- _Material excerpted from a collection_:
──────

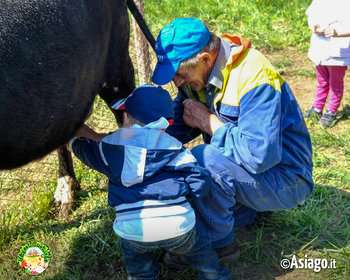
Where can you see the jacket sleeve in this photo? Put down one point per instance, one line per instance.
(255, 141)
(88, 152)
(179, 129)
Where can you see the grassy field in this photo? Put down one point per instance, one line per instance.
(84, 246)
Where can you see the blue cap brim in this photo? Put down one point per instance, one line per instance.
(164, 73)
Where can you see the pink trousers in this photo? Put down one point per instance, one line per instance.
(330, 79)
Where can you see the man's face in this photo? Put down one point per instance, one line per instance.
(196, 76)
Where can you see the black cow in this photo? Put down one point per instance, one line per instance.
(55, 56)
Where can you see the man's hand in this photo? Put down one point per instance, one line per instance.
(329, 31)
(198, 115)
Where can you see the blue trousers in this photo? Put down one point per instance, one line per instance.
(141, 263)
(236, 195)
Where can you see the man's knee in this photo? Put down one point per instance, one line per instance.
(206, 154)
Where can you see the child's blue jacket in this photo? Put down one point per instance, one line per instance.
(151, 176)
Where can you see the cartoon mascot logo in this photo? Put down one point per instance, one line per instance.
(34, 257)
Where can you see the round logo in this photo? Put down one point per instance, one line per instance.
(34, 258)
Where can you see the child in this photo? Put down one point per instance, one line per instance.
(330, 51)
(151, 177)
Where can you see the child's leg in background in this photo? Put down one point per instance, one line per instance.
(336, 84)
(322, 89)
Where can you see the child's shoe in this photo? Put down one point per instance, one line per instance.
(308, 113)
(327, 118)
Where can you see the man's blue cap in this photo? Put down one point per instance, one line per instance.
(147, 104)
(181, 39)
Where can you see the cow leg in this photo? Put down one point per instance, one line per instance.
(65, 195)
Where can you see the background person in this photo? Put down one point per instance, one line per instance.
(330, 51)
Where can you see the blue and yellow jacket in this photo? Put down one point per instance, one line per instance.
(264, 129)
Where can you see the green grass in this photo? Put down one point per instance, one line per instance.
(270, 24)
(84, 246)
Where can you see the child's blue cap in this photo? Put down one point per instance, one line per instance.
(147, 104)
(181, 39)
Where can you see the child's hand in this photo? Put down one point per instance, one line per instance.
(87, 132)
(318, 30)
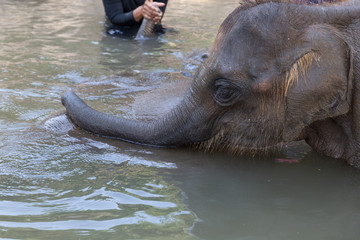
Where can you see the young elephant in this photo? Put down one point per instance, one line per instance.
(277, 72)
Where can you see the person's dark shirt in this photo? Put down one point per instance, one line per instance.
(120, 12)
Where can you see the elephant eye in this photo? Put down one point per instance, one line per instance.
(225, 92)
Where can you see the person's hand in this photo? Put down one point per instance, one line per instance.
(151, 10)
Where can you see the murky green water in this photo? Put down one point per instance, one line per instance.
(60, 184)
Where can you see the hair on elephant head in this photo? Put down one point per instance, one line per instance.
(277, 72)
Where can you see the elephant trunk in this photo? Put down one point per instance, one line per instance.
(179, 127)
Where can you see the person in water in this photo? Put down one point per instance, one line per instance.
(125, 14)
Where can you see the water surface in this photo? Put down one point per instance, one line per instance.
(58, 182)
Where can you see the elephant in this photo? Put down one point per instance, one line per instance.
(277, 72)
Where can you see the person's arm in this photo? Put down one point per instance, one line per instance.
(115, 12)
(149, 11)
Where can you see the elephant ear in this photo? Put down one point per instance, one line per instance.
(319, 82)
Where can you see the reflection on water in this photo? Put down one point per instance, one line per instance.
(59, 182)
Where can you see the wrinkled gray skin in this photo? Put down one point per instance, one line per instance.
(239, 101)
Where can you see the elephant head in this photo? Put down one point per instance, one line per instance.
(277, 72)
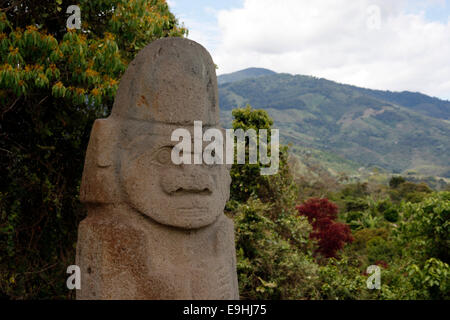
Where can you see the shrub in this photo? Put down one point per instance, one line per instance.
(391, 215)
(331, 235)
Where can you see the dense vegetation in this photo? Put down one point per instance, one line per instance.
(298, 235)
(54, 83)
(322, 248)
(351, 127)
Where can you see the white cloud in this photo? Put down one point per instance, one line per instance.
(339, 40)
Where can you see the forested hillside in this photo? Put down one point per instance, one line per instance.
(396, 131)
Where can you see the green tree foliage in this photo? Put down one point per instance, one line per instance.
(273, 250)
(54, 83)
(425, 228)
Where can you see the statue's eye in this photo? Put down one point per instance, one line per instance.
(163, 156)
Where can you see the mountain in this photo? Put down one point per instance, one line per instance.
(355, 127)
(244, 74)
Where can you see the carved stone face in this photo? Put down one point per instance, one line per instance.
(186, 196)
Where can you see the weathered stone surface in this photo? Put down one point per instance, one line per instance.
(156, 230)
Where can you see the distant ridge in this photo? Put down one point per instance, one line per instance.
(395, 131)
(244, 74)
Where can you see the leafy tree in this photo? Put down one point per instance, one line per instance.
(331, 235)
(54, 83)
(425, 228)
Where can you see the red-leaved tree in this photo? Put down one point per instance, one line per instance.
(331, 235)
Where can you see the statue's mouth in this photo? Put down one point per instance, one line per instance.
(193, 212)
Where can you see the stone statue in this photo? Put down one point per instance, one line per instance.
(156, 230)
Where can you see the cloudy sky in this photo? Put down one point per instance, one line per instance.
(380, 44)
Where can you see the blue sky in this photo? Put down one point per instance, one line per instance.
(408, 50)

──────

Give the material above as a JSON list of strings, one string per line, with blank lines left out. Leave the pictures out of the answer.

- _OUTPUT OF THE TASK_:
[
  "Where can you see the jacket sleeve in this photo? Put down one point per instance, one line per instance.",
  "(255, 141)",
  "(88, 152)",
  "(179, 129)",
  "Where can you see the grassy field in this photo? Put down one point per instance, one line per instance.",
  "(84, 246)",
  "Where can you see the blue cap brim in this photo? Put down one point per instance, one line per instance.",
  "(164, 73)",
  "Where can you see the pink trousers in this photo? Put down one point per instance, one line per instance.",
  "(330, 79)",
  "Where can you see the man's face in this photo? Put down one point per instance, one line per instance.",
  "(196, 76)",
  "Where can you see the black cow in this photo? Put down one point per instance, one line per instance.",
  "(55, 56)",
  "Where can you see the man's hand in this photo? Put down one point per instance, one line per instance.",
  "(329, 31)",
  "(198, 115)",
  "Where can you see the blue trousers in this photo? Put down one point per instance, one line per instance.",
  "(141, 263)",
  "(236, 195)",
  "Where can you see the man's knee in this photo? Put down one point per instance, one line per instance.",
  "(206, 154)",
  "Where can you see the child's blue jacket in this photo? Put down one point per instance, one line per instance.",
  "(151, 176)",
  "Where can you see the cartoon mascot logo in this photo? Put down one point per instance, one line per instance.",
  "(34, 257)",
  "Where can you see the round logo in this photo? Put down one point per instance, one line per instance.",
  "(34, 258)",
  "Where can you see the child in this photo? Put down one point per instance, one line per instance.",
  "(330, 51)",
  "(151, 177)",
  "Where can you see the child's leg in background in this photo? Put down one point per instance, one line per instance.",
  "(336, 84)",
  "(322, 89)",
  "Where can you see the child's shoe in this photo? Put down one point per instance, one line per instance.",
  "(308, 113)",
  "(327, 118)",
  "Where can you see the man's blue cap in this photo? Put down one point per instance, one line per instance.",
  "(147, 104)",
  "(181, 39)",
  "Where can you see the cow leg in this photo? Put down one point per instance, one line per instance.",
  "(65, 195)",
  "Where can you see the background person in this photo? Put down one point per instance, one line per instance.",
  "(330, 51)",
  "Where can you see the blue and yellow jacket in this photo? Put down one point per instance, one line per instance.",
  "(264, 129)",
  "Where can you see the green grass in this photo? Put down one point per instance, one line per instance.",
  "(270, 24)",
  "(84, 246)",
  "Where can you see the child's blue cap in this photo? Put down one point per instance, one line per instance.",
  "(147, 104)",
  "(181, 39)",
  "Where can you see the child's hand in this photo? Put down one point per instance, one line per instance.",
  "(87, 132)",
  "(318, 30)",
  "Where can you see the young elephant in this photo? Put down one point per instance, one line per instance.",
  "(277, 72)",
  "Where can you see the person's dark shirt in this photo? Put down one point per instance, one line per instance.",
  "(120, 12)",
  "Where can you see the elephant eye in this photo? Put down one point per instance, one line per instance.",
  "(225, 92)",
  "Where can you see the person's hand in this photo? Put down one point per instance, one line per instance.",
  "(151, 10)",
  "Where can you see the murky green water in this photo? Put down one point per instance, one line per instance.",
  "(60, 184)",
  "Where can you see the hair on elephant head in this photo? Put down one point per instance, one line per instance.",
  "(277, 72)",
  "Where can you see the elephant trunk in this photo? Put down one point per instance, one line per instance.",
  "(179, 127)",
  "Where can you see the person in water in this photo? Put down one point per instance, one line per instance.",
  "(125, 14)",
  "Where can you see the water surface in this photo? Put down one point per instance, one line per instance.",
  "(58, 182)",
  "Where can you see the elephant in this photo? Put down one point per instance, one line per instance.",
  "(277, 72)",
  "Where can you see the person's arm in this photo? Put down one point per instance, one line per instance.",
  "(115, 12)",
  "(149, 11)",
  "Where can you see the elephant ear in this photo? Put down one point per instance, one line per instance.",
  "(319, 82)",
  "Where can you see the reflection on water in this photo? Put down one point per instance, one line per instance.",
  "(59, 182)",
  "Where can you see the wrinkled gray skin in this photo? Put down one point per instance, one line per instance.",
  "(239, 101)",
  "Where can you see the elephant head in this photo? Put down one point per instance, one line per instance.",
  "(277, 72)",
  "Where can you see the shrub in this photo? Put down one point per instance, one line per instance.",
  "(391, 215)",
  "(331, 235)",
  "Where can you see the dense vegetation in this photo? Put down one point per instance, one line per instance.",
  "(298, 235)",
  "(54, 83)",
  "(322, 248)",
  "(351, 127)",
  "Where can you see the white cloud in this photo? Put down one point per instance, one line per instance.",
  "(339, 40)",
  "Where can you see the forested hillside in this photo? Put down one point per instance, one line per instance.",
  "(396, 131)",
  "Where can you see the green tree foliage in this photo? Put down one point per instance, one line per instance.",
  "(273, 250)",
  "(54, 83)",
  "(425, 228)",
  "Where can you see the statue's eye in this photo? Put down one point per instance, one line per instance.",
  "(163, 156)",
  "Where can you see the mountain in this photo? Put down one point per instance, one line per instance.",
  "(355, 127)",
  "(244, 74)",
  "Where can you see the carved stone face in this photo? Put down one point per instance, one line per instance.",
  "(186, 196)",
  "Where can you see the weathered stone surface in this photo? Put down one point per instance, one line per instance.",
  "(156, 230)",
  "Where can you see the distant ridge in this photo? Put down one point per instance, one line per instance.",
  "(395, 131)",
  "(244, 74)",
  "Where can you see the leafy tree in this photo? Put down one point per instance, one line per instance.",
  "(331, 235)",
  "(54, 83)",
  "(425, 228)",
  "Where can you see the red-leaved tree in this photo? Put down one point per instance, one line per instance.",
  "(331, 235)",
  "Where can you see the statue's mouth in this photo? Put down one point per instance, one line per instance.",
  "(193, 212)",
  "Where can you see the stone statue in this photo? Put down one point per instance, one line per instance.",
  "(156, 230)",
  "Where can you see the cloudy sky in this photo? Put down one point per instance, one line per instance.",
  "(380, 44)",
  "Where can you see the blue sky in this photo? Put down one point per instance, one line per instance.",
  "(408, 50)"
]